◆ **TEXTAUSZUG**:
□ □ □ □ □ □ □
Im Zenturm bleibt es bei den 5mm, aber der Umfang und somit die Fläche werden kleiner...

Mein Ansatz ist es die Vorschubgeschwindigkeit so zu erhöhen damit sich eine kontinuierliche Schnittleistung in z.B. mm²/s ergibt.

Was haltet ihr von dem Ansatz?

Wie löse ich das am einfachsten rechnerisch?
Was macht die Rollendrehzahl bzw. die Tragrollendrehzahl?
Die würde ich konstant so lassen damit die eingestellte Fläche innerhalb der Zeit am Sägeblatt vorbeikommt.

Sägeblattdrehzahl bleibt natürlich auch konstant.


Danke euch allen!


----------



## Larry Laffer (13 Januar 2010)

Hallo Markus,
also fährt deine Säge quasi von Oben auf den Mittelpunkt der zu zersägenden Rolle zu ...?
In dem Fall könntest du die Geschwindigkeit des Sägen-Vorschubs zum Mittelpunkt hin steigern - allerdings belasten meiner Meinung nach die Seiten des schon durchgesägten Materials (und die darin noch befindlichen Späne seitlich am Sägeblatt) trotzdem deinen Sägen-Antrieb wodurch dann der Drehantrieb des Sägeblattes, wenn du die Vorschub-Geschwindigkeit steigerst (zum Mittelpunkt hin), möglicherweise trotz konstanterer Schnittleistung stärker (übermäßig) belastet wird.
Ist aber nur so ein Ansatz ...

Die Umfangs-Geschwingkeit für die Schnittgeschwindigkeit berechnet sich hier m.E. genau wie beim Abwickeln - also nach einer 1/Radius-Formel.

Gruß
LL


----------



## Markus (13 Januar 2010)

hallo larry,

ich schätze nicht das das mit der zusätzlichen reibung am blatt ein problem wird, die vorschübe sind sehr langsam. MAX 20mm/s (eher 1-10)

den ansatz mit dem aufgerollten kreis habe ich auch im kopf, "1/Radius-Formel" bringt mich bei google noch nicht so richtig voran...

kannst du mir da etwas mehr dazu veraten?

Ich wei meinen aktuellen Abstand zum Rollenzentrum.
Also kenne ich meinen aktuellen Umfang.

Ich weis meinen Radius nach einer Sekunde

Also weiß ich wieviel Fläche ich nach einer Sekunde zerspahnt habe.

jetzt muss ich das anders rum bauen:

ich gebe vor wieviel fläche ich in einer sekunde zerspanen will.
ich weiß meinen jetzigen radius
wie berechne ich am einfachsten den radius den ich erreichen muss um diese fläche zu schaffen?

vom aktuellen radius bis zum zielradius habe ich eine sekunde zeit - daraus ergibt sich der vorschub.

so - und jetzt kommst du!


----------



## Markus (13 Januar 2010)

Markus schrieb:


> wie berechne ich am einfachsten den radius den ich erreichen muss um diese fläche zu schaffen?
□ □ □ □ □ □ □
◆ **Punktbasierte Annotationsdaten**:
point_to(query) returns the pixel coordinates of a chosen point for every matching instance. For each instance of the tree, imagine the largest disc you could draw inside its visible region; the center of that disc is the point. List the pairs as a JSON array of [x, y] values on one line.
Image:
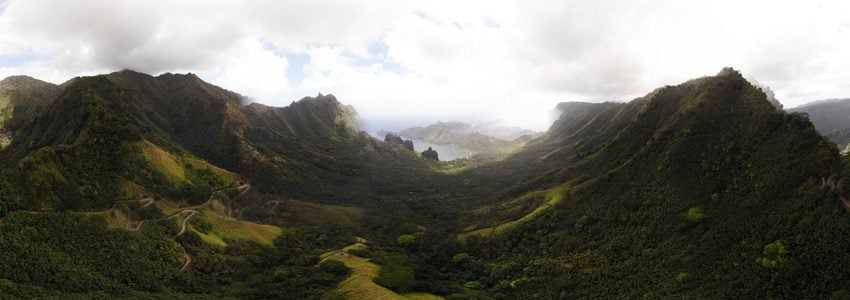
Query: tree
[[405, 239], [430, 154]]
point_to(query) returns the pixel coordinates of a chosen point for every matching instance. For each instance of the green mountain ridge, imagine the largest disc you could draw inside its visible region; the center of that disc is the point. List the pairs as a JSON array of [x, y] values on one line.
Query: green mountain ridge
[[830, 118], [698, 190]]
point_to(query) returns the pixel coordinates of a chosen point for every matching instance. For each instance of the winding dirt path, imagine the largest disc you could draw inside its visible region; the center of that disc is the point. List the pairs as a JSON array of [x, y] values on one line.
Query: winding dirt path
[[187, 263], [191, 212]]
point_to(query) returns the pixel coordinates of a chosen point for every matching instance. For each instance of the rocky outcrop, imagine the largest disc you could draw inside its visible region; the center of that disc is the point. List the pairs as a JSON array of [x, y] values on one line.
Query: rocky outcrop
[[430, 154], [395, 139]]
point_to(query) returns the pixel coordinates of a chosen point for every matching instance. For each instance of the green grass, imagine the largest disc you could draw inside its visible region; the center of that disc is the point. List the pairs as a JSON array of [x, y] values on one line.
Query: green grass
[[553, 197], [224, 228], [360, 284], [164, 162]]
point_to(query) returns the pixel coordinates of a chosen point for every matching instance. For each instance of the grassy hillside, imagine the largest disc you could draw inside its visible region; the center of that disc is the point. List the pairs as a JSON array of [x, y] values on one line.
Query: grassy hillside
[[692, 195], [131, 185], [830, 119]]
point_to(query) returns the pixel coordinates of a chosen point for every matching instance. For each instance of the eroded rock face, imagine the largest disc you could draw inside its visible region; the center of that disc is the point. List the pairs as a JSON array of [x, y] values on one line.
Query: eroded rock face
[[430, 154]]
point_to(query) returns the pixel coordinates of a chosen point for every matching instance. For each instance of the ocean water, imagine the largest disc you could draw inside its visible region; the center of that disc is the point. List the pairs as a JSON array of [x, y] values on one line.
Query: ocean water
[[444, 151]]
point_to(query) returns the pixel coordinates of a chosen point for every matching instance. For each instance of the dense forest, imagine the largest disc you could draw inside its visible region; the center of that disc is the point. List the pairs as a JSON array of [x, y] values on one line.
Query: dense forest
[[129, 185]]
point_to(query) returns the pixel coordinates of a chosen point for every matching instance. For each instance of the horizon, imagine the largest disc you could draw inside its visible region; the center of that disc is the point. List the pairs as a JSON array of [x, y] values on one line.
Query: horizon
[[471, 62]]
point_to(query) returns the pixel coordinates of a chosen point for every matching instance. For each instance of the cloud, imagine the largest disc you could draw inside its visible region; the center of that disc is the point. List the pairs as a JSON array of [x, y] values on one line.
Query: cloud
[[480, 60]]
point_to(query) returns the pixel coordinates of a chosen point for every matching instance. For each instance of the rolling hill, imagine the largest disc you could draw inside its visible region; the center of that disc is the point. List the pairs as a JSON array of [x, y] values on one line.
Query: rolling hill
[[133, 185]]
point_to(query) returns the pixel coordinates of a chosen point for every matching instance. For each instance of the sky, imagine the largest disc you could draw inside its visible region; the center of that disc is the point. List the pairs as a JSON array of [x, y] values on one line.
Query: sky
[[403, 63]]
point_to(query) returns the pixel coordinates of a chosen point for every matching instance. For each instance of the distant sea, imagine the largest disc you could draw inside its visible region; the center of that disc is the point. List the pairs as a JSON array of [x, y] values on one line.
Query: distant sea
[[444, 151]]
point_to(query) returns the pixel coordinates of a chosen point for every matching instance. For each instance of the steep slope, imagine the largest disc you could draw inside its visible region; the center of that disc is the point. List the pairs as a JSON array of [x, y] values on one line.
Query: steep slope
[[687, 191], [831, 118], [21, 98], [480, 138]]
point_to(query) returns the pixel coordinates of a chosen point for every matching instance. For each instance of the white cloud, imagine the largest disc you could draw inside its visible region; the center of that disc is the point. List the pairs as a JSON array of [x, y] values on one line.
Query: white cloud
[[253, 70], [472, 59]]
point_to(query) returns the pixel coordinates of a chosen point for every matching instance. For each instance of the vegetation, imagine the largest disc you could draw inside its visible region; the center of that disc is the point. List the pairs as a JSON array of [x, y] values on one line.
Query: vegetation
[[700, 190]]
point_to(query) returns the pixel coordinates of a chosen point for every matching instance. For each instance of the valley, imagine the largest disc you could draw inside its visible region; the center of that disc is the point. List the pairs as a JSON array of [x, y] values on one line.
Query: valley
[[137, 186]]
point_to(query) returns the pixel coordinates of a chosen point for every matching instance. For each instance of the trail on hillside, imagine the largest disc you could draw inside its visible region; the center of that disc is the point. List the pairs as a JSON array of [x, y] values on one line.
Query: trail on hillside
[[189, 260], [186, 221]]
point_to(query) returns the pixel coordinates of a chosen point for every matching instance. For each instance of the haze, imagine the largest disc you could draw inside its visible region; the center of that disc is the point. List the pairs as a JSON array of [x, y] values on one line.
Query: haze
[[422, 61]]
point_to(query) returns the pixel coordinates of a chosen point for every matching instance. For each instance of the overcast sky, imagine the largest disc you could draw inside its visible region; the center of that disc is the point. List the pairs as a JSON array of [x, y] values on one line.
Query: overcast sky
[[424, 61]]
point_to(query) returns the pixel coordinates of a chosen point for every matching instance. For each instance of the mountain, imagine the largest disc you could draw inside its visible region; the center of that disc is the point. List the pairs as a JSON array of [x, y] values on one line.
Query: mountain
[[136, 186], [482, 138], [830, 118], [702, 189], [20, 98], [156, 172]]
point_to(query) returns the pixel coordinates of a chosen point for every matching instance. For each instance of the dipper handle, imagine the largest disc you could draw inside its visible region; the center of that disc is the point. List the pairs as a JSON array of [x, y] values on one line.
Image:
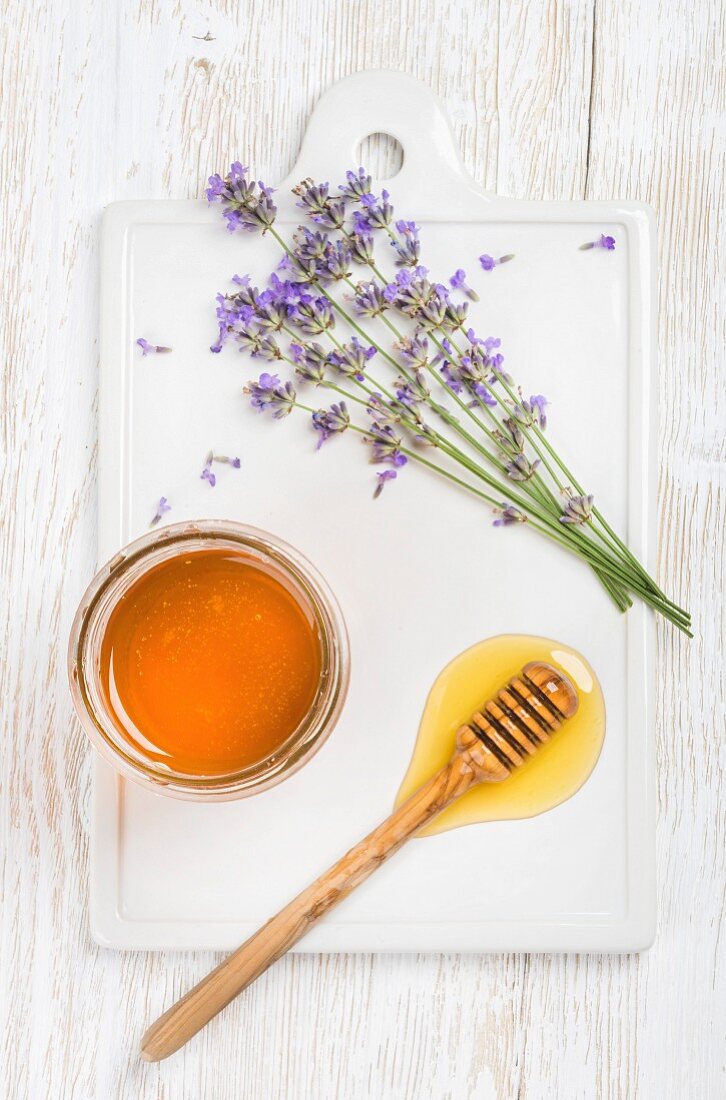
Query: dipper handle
[[495, 743]]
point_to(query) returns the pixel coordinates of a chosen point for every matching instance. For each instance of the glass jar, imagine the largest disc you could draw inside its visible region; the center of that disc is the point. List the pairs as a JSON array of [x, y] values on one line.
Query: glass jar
[[118, 575]]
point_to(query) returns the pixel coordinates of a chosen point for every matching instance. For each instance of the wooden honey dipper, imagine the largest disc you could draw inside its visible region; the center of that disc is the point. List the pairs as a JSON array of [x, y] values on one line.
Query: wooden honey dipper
[[490, 747]]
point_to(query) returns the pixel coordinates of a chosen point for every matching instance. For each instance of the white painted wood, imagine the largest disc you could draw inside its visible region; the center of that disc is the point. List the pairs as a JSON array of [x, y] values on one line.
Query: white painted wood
[[120, 100]]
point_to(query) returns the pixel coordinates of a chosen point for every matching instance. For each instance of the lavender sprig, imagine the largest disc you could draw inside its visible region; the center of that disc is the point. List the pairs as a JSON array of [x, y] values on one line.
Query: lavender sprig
[[494, 433]]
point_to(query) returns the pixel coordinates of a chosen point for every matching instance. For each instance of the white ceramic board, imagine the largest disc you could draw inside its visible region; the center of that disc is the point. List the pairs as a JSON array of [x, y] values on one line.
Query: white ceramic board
[[420, 573]]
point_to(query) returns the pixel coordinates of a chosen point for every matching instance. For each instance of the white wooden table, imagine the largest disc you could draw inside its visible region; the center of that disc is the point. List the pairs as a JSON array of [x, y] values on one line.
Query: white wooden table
[[113, 100]]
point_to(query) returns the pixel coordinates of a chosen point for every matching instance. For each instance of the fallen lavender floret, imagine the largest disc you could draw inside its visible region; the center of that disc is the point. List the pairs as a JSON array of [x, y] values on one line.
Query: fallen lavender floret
[[149, 349], [488, 263], [208, 474], [162, 508], [603, 242]]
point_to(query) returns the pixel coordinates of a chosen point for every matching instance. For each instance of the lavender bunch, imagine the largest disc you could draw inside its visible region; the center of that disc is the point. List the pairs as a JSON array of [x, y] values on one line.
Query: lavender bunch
[[405, 369]]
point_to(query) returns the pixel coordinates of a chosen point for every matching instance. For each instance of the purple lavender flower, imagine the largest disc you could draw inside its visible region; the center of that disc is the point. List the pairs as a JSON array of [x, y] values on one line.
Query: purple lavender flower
[[382, 413], [435, 309], [407, 245], [207, 473], [361, 244], [578, 509], [602, 242], [315, 198], [409, 293], [490, 343], [246, 205], [147, 349], [451, 377], [358, 184], [312, 316], [378, 212], [310, 361], [458, 282], [309, 244], [386, 444], [234, 311], [488, 263], [361, 223], [414, 350], [539, 403], [162, 507], [334, 263], [455, 315], [370, 300], [352, 359], [413, 392], [317, 202], [270, 393], [330, 421], [382, 479], [227, 460], [507, 514]]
□ □ □ □ □ □ □
◆ **ÜBUNGSAUFGABEN**:
[1] Nenne alle Sätze mit Fragezeichen, die in der Forumsdiskussion zum Sägevorschub vor dem Beitrag von Larry Laffer stehen.
[2] Übersetze den Satz „vom aktuellen radius bis zum zielradius habe ich eine sekunde zeit - daraus ergibt sich der vorschub.“ aus der Forumsdiskussion zum Sägevorschub ins Englische.
[3] Setze die Forumsdiskussion zum Sägevorschub im Anschluss an ihren letzten Satz fort.
Die Liste spielt hierfür keine Rolle.

◆ **LÖSUNGEN DER REIHE NACH**:
[1]
- Was haltet ihr von dem Ansatz?
- Wie löse ich das am einfachsten rechnerisch?
- Was macht die Rollendrehzahl bzw. die Tragrollendrehzahl?

[2] From the current radius to the target radius I have one second, and that gives the feed rate.

[3]
 
ok - fläche vom aktuellen kreis berechnen.
sollfläche davon abziehen -- neuen kreis berechnen...

passt...

abr was meinst du mit 1/radius formel?

zeig mir das mal, ggf, denk ich zu komplizirt...


----------



## Grubba (13 Januar 2010)

Wie hoch ist denn Deine Rollendrehzahl so ungefähr?

Dreht sie sich bei einem fertigen Schnitt genau 1 oder 2 mal oder gleich ungezählte Male?

Wenn die sich zig-mal dreht, würde ich Deine Anlage mal mit einer Drehbank vergleichen, nur mit nem Sägeblatt anstelle eines Meißels. 
Dann wäre die Schnittfläche ja theoretisch immer nur an der Oberfläche des Restdurchmessers, so als würde das Rohr mit einem Meißel abgedreht.

Da Du ja aber hier nachgefragt hast, gehe ich mal davon aus, das sich das Rohr doch eher gemächlich dreht. Dann geht Dein Schnittbild doch eher in Richtung Zykloide, da sich die angesägte Schnittfläche ja dann immer schön langsam vom Sägeblatt wegdreht. Und das dann zu berechnen, ist dann wohl nicht mehr so trivial.

Da müsste dann imho schon eine Funktion her, die die Schnittlänge in Abhängigkeit von Drehwinkel des Rohres und Eintauchtiefe des Blattes berechnet.


----------



## Markus (13 Januar 2010)

nein, ist vergleichbar mit der drehbank.
das wäre nicht das problem...


----------



## Grubba (13 Januar 2010)

> nein, ist vergleichbar mit der drehbank.
> das wäre nicht das problem...


 
Ist vergleichbar ? Dann ist die Schnittlänge doch immer gleich lang, also immer so ein "bischen" Sekante am aktuellen Durchmesser. 

Oder hab ichs doch falsch verstanden ?


----------



## Markus (13 Januar 2010)

Grubba schrieb:


> Ist vergleichbar ? Dann ist die Schnittlänge doch immer gleich lang, also immer so ein "bischen" Sekante am aktuellen Durchmesser.
> 
> Oder hab ichs doch falsch verstanden ?



entweder du oder ich... 

was meinst du mit dem ersten satz - den habe ich absolut nicht verstanden...


----------



## Grubba (13 Januar 2010)

Ok, ich zitier mich mal selber:



> Ist vergleichbar ? Dann ist die Schnittlänge doch immer gleich lang, also immer so ein "bischen" Sekante am aktuellen Durchmesser.


 
Soll heissen, wenn Deine Anlage mit einer Drehbank vergleichbar ist, sollte obiges zutreffen, sich die ganze Geschichte also einfach berechnen lassen, bzw. eine Berechnung unnötig sein.


----------



## Markus (13 Januar 2010)

also halte wir fest: JA ES IST WIE BEI DER DREHBANK

spricht deiner meinung nach dann etwas gegen den ansatz die vorschubgeschwindigkeit in richtung zentrum zu erhöhen?

ich meine es wäre richtig das zu tun.

wieso ist dan eine berechnung überflüssig?


----------



## Larry Laffer (13 Januar 2010)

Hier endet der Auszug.